• **TEXT FOR ANALYSIS**
· · · · ·

On the back of Riley DiPillo’s bedroom door is a dog-eared sheet of paper.
Riley’s Christmas Morning Instructions – starting with “get up at 5:30 am” – have been there ever since his big sister wrote them, when she was seven and he was four. They’ve been there for all the years Riley has been missing her.
On July 1, 2014, fifteen-year-old Laura DiPillo – a luminous girl whose life was shadowed by depression – died by suicide. Riley can still feel his sister’s hug.
“Laura’s hugs said more than words ever could,” he remembers.
Epidemic of loss
More and more children are grieving a loved one lost to suicide.
Every 14 hours, someone in Massachusetts dies by suicide.
Experts estimate that each loss leaves between six and 80 other people who feel bereaved. And, because suicide is the second leading cause of death for young people between 15 and 24, a generation of brothers, sisters, cousins, friends, and classmates are navigating traumatic grief during critical developmental years.
Thanks to a $100,000 Grief Reach grant from the New York Life Foundation, the Family Advocacy Center at Baystate Children’s Hospital – the only agency in the region that focuses on traumatic grief – is launching a program designed to help children between 3 and 17 grieve the suicides of people close to them. The Grief Reach grant is designed to help providers overcome barriers in bringing services to youth not served by existing programs.
“Pediatricians, emergency department personnel, and health care professionals throughout Baystate refer children to us,” says Jessica Wozniak, PsyD, clinical research and development manager at the Family Advocacy Center, noting that calls for help through the new suicide bereavement program have already started to come in. “The state Department of Children and Families (DCF) also reaches out to us to help family members tell children about the loss of a loved one and help them grieve. We regularly work with schools, to support students and staff, when a loss has been experienced.”
“New York Life Foundation’s support will allow us to offer breadth and depth not achievable through programs traditionally funded through health insurance reimbursement,” says Wozniak, explaining that each child will receive a comprehensive needs assessment followed by personalized, evidence-based therapy – including individual and group therapy and more.

· · · · ·

Extracted records:
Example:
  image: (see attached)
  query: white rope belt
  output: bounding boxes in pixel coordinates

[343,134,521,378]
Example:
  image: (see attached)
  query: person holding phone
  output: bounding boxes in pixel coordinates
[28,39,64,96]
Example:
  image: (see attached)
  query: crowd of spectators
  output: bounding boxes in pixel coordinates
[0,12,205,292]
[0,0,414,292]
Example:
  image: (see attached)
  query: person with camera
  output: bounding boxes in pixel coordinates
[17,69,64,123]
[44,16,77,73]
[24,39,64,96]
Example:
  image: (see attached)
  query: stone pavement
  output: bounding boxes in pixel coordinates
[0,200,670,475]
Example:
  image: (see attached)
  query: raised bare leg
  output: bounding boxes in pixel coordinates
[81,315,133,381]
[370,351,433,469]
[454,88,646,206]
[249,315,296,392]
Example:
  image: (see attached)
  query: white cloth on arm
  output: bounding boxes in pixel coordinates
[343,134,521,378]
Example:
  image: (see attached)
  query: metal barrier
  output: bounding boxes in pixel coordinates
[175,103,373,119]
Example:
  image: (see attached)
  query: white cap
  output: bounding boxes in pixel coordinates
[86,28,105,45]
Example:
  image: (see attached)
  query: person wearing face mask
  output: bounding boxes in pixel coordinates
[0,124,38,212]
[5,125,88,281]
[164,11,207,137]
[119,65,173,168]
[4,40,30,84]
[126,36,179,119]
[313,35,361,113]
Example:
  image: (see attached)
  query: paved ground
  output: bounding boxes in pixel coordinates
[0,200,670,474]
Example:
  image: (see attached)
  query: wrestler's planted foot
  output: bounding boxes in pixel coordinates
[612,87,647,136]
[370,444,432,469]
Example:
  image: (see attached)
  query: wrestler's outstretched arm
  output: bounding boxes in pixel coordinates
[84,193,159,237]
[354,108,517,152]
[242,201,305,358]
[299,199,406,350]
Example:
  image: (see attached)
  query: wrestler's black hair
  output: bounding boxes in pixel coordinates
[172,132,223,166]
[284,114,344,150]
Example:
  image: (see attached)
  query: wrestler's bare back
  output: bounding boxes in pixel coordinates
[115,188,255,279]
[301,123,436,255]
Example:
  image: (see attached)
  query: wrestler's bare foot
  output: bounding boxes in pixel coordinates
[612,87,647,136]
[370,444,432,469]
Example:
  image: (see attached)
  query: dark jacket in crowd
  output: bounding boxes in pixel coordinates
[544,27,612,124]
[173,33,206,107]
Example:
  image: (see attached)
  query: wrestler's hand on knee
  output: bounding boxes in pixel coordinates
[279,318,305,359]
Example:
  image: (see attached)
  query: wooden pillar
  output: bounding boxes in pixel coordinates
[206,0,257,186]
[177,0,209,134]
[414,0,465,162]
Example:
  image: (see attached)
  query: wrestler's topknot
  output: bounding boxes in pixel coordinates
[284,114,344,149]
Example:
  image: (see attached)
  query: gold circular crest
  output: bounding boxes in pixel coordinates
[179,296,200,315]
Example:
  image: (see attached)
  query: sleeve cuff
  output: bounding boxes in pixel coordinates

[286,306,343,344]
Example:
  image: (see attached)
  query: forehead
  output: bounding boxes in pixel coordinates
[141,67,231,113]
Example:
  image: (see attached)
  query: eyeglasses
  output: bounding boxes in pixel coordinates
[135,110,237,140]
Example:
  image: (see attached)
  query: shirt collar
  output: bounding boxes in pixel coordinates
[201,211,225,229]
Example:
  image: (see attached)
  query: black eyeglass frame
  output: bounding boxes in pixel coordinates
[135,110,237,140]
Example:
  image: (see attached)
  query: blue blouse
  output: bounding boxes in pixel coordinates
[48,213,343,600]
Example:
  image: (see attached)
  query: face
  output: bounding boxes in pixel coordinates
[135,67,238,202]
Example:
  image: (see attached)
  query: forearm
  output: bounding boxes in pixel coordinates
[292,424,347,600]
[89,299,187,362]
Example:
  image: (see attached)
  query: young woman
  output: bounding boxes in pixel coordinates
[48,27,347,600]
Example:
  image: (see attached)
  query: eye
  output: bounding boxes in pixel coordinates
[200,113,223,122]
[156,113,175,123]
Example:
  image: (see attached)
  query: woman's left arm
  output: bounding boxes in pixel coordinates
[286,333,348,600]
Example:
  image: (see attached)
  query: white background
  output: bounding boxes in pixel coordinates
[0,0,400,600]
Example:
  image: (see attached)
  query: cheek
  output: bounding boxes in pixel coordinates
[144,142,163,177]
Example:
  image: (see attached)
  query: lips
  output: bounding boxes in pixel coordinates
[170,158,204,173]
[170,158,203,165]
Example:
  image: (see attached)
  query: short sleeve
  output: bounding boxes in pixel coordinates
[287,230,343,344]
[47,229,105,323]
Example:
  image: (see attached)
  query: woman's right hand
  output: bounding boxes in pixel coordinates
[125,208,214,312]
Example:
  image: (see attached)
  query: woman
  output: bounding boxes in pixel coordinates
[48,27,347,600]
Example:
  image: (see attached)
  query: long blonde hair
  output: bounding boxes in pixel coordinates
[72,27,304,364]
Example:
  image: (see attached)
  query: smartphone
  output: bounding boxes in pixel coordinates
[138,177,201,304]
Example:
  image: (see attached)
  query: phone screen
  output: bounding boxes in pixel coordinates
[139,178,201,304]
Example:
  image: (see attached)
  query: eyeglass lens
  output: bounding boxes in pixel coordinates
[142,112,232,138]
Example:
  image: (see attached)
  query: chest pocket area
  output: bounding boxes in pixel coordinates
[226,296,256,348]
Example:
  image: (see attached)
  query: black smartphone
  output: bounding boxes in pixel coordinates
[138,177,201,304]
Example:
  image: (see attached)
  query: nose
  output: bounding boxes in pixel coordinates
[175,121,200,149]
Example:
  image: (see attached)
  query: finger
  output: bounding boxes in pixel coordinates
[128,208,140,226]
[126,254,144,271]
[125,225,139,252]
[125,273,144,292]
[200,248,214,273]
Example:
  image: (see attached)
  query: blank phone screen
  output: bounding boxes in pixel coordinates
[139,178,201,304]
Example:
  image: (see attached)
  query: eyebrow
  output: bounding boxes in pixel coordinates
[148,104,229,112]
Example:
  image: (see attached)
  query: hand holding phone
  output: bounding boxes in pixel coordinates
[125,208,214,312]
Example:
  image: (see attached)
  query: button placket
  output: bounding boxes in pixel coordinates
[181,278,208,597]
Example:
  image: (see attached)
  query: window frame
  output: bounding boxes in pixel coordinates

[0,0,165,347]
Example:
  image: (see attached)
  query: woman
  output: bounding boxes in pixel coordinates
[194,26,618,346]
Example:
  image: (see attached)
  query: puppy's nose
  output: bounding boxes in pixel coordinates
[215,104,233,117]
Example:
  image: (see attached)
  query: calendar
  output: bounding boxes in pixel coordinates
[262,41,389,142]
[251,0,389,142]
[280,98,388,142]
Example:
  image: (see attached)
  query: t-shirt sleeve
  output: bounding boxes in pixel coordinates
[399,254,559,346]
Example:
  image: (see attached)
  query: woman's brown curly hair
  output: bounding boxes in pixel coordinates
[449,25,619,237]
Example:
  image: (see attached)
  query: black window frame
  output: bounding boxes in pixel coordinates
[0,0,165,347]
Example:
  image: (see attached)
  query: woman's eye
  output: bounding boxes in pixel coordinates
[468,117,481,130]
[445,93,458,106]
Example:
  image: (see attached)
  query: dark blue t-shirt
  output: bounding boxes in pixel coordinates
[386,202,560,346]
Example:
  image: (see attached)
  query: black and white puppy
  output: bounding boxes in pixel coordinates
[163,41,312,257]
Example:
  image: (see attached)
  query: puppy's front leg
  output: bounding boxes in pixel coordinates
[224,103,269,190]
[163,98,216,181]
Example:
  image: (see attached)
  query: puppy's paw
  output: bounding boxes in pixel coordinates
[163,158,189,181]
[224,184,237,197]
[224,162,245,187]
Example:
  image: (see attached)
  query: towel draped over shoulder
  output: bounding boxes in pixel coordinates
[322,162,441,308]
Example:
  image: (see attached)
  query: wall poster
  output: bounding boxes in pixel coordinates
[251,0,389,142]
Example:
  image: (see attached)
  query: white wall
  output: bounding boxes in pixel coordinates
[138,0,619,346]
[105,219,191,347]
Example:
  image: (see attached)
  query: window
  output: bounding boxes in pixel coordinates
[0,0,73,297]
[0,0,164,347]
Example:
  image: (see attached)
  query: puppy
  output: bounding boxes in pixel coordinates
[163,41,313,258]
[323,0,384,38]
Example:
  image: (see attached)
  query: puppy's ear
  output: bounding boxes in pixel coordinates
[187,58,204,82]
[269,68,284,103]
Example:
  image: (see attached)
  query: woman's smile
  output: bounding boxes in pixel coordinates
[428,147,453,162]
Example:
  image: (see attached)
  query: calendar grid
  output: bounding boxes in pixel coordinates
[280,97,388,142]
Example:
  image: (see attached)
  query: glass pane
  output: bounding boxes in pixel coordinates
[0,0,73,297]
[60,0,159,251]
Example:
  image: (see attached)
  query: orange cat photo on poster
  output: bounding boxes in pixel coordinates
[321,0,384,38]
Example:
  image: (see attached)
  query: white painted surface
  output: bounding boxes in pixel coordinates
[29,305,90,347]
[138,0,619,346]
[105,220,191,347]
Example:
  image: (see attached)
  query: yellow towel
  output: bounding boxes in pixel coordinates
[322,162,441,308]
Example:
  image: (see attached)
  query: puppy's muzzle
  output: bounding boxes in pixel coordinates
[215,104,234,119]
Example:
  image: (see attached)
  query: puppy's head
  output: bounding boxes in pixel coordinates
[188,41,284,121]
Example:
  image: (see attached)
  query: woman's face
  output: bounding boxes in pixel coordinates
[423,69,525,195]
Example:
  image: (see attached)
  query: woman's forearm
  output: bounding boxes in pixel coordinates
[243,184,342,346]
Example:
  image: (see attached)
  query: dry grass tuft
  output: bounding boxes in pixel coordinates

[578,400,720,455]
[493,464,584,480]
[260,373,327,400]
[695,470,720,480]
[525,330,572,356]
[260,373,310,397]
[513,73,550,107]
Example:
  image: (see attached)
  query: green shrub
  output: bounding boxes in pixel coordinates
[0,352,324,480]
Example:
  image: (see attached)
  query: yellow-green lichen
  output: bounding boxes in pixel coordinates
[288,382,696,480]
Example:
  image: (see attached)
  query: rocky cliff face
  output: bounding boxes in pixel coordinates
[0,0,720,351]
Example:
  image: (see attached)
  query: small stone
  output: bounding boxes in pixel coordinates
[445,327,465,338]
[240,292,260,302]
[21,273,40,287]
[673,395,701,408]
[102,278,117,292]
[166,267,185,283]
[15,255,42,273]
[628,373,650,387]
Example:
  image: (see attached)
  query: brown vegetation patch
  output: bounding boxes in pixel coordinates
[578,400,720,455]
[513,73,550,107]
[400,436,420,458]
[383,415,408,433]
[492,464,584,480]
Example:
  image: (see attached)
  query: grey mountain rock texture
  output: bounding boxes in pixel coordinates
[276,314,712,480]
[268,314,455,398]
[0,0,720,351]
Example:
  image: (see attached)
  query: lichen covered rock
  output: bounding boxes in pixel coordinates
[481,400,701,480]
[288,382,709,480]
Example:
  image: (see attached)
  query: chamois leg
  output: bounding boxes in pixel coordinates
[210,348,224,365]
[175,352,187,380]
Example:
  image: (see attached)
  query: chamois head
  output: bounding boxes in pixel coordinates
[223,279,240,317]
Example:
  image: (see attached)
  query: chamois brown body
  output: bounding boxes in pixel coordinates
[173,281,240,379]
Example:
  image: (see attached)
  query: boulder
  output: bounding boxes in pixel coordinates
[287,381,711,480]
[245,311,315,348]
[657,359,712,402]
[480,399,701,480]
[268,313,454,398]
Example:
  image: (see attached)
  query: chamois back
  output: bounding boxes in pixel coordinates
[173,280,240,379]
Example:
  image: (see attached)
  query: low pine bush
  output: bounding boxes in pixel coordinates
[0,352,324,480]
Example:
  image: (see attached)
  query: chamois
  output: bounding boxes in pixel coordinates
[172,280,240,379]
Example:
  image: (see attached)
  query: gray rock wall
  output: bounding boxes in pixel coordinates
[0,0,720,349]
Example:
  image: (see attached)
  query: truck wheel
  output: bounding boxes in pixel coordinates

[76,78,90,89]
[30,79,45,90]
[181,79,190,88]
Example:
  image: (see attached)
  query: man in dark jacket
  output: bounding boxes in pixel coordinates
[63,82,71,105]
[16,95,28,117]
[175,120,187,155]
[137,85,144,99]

· · · · ·

• **TASK REQUIREMENTS**
A: From the article on children grieving suicide, copy out everything from "Riley’s Christmas Morning" down to "his sister’s hug.".
B: Using the article on children grieving suicide, decide whether each statement agrees with it: (i) Riley's sister wrote his Christmas Morning Instructions when she was seven. (ii) The Grief Reach grant from the New York Life Foundation was $50,000. (iii) The new program is designed for children between 3 and 17. Answer yes or no for each, quoting the deciding words.
C: Translate this sentence from the article on children grieving suicide into Spanish: "Every 14 hours, someone in Massachusetts dies by suicide."

• **SOLUTIONS BY TASK**
A:
Riley’s Christmas Morning Instructions – starting with “get up at 5:30 am” – have been there ever since his big sister wrote them, when she was seven and he was four. They’ve been there for all the years Riley has been missing her.
On July 1, 2014, fifteen-year-old Laura DiPillo – a luminous girl whose life was shadowed by depression – died by suicide. Riley can still feel his sister’s hug.

B:
(i) Yes: "ever since his big sister wrote them, when she was seven and he was four"
(ii) No: "a $100,000 Grief Reach grant from the New York Life Foundation"
(iii) Yes: "designed to help children between 3 and 17 grieve the suicides of people close to them"

C: Cada 14 horas, alguien en Massachusetts muere por suicidio.